Working data>

>> Begin

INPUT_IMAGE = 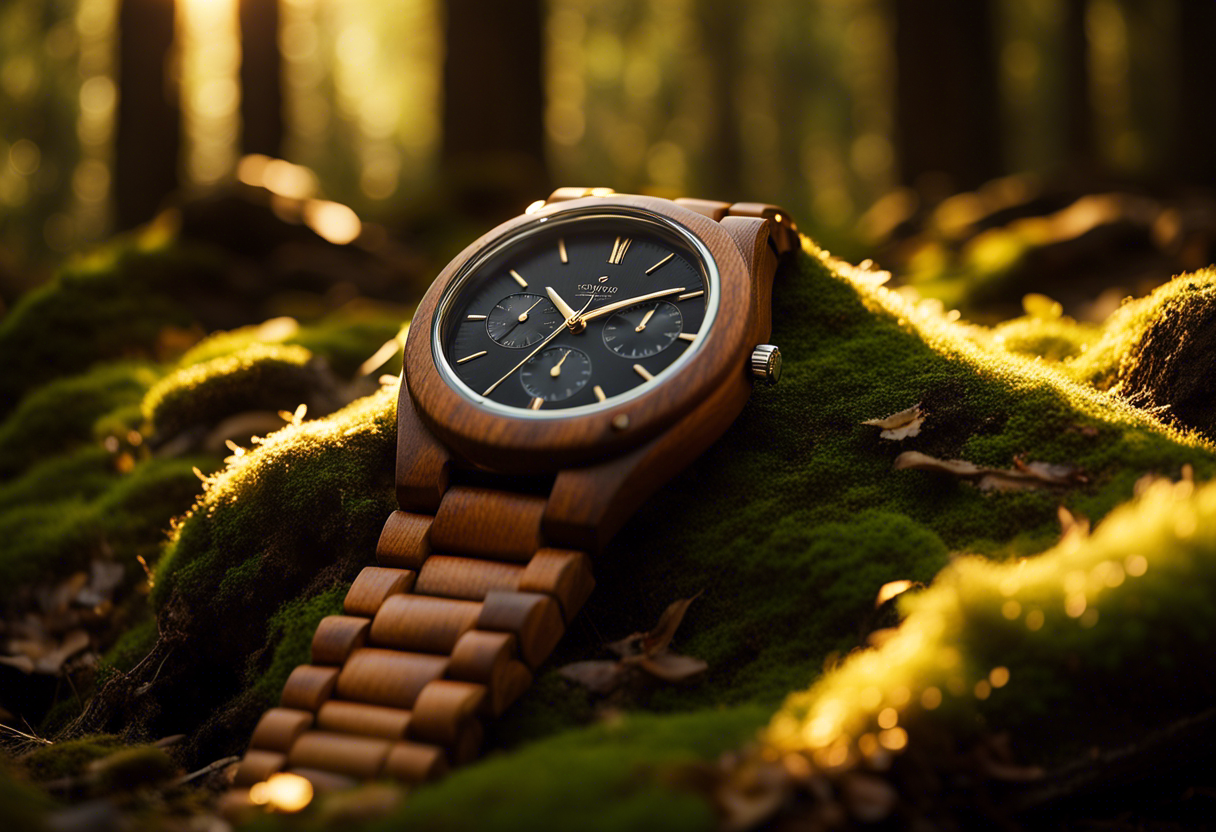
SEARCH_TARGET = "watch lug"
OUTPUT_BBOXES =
[541,365,751,552]
[396,378,452,515]
[721,217,777,343]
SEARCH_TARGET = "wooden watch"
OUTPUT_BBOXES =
[235,189,798,788]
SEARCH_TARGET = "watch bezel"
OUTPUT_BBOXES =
[401,195,755,472]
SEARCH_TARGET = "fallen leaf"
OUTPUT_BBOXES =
[637,653,709,682]
[557,659,629,695]
[862,403,924,442]
[895,451,1087,491]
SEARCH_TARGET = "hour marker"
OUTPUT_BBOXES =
[608,237,634,265]
[646,252,676,274]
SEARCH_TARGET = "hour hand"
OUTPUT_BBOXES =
[545,286,576,324]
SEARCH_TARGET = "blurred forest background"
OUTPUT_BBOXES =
[0,0,1216,305]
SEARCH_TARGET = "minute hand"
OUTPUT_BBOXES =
[580,286,685,321]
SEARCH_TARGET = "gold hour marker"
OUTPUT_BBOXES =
[608,237,634,265]
[646,252,676,274]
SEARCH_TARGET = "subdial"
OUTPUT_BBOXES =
[519,347,591,401]
[604,300,683,359]
[485,292,565,349]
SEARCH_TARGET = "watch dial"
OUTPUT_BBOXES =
[435,213,716,416]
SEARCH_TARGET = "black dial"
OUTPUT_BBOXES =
[434,208,716,417]
[519,347,591,407]
[604,300,683,358]
[485,292,564,349]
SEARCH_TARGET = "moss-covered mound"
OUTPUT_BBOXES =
[54,235,1216,828]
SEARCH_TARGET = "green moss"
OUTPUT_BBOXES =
[0,227,223,415]
[0,456,219,583]
[769,480,1216,761]
[245,583,347,707]
[368,707,767,832]
[143,344,321,437]
[0,362,157,477]
[21,733,123,782]
[0,445,119,515]
[992,315,1099,361]
[1068,269,1216,389]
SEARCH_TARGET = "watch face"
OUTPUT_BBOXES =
[432,208,717,418]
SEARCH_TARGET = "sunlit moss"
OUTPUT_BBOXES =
[0,362,159,476]
[765,471,1216,764]
[142,343,327,437]
[1068,269,1216,389]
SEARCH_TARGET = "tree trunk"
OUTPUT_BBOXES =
[443,0,548,214]
[240,0,283,157]
[114,0,181,230]
[894,0,1003,191]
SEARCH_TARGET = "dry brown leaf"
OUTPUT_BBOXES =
[862,403,924,442]
[557,659,629,696]
[895,451,1086,491]
[637,653,709,682]
[558,592,709,695]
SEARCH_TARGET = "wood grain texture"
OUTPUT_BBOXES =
[278,664,338,712]
[313,615,372,667]
[410,679,485,748]
[516,549,596,624]
[399,195,754,473]
[336,647,447,709]
[382,742,447,783]
[376,505,438,570]
[249,708,315,753]
[430,487,545,563]
[287,731,393,780]
[316,699,412,740]
[342,567,418,618]
[371,595,482,656]
[477,591,565,670]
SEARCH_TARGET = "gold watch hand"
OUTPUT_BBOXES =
[519,298,545,324]
[548,350,570,378]
[482,291,592,395]
[579,286,685,321]
[545,286,578,324]
[634,307,659,332]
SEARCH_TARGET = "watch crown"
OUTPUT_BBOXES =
[751,344,781,384]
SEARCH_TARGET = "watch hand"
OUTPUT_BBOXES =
[482,291,592,395]
[519,298,545,324]
[579,286,685,321]
[634,307,659,332]
[545,286,586,322]
[548,350,570,378]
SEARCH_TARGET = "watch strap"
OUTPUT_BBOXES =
[235,485,595,787]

>> End

Task objective>
Reproduce the records from the start through the line that contains "[485,292,565,349]", replacing "subdial" with "small dial" and leaving everything else unchanged. Leave the pictures out of the answer.

Answer to this exercise>
INPUT_IMAGE = 
SEARCH_TARGET = "watch lug"
OUTPUT_BBOXES =
[541,365,751,552]
[396,378,452,515]
[721,217,777,343]
SEARCH_TARGET = "wooden watch"
OUTPUT_BBOXES =
[235,189,798,788]
SEARCH_TARGET = "watch bezel"
OUTPUT_BBOXES =
[401,195,755,472]
SEARCH_TARGET = "fallen leaf"
OUTPUT_BBOXES =
[637,653,709,682]
[557,659,629,695]
[862,403,924,442]
[895,451,1087,491]
SEARCH_TARGET = "hour marker"
OUTPUT_BBOXES =
[608,237,634,265]
[646,252,676,274]
SEARCH_TARGET = "hour hand"
OUTPUT_BBOXES =
[545,286,576,324]
SEARCH_TARGET = "blurred forest background"
OUTPUT_BBOXES =
[0,0,1216,305]
SEARCH_TARGET = "minute hand"
OUTPUT_BBOXES =
[580,286,685,321]
SEARCH_TARGET = "gold hour marker"
OUTPUT_BBOXES =
[608,237,634,265]
[646,252,676,274]
SEARCH_TARGET = "small dial"
OUTPUT_BBOXES =
[519,347,591,401]
[604,300,683,359]
[485,292,565,349]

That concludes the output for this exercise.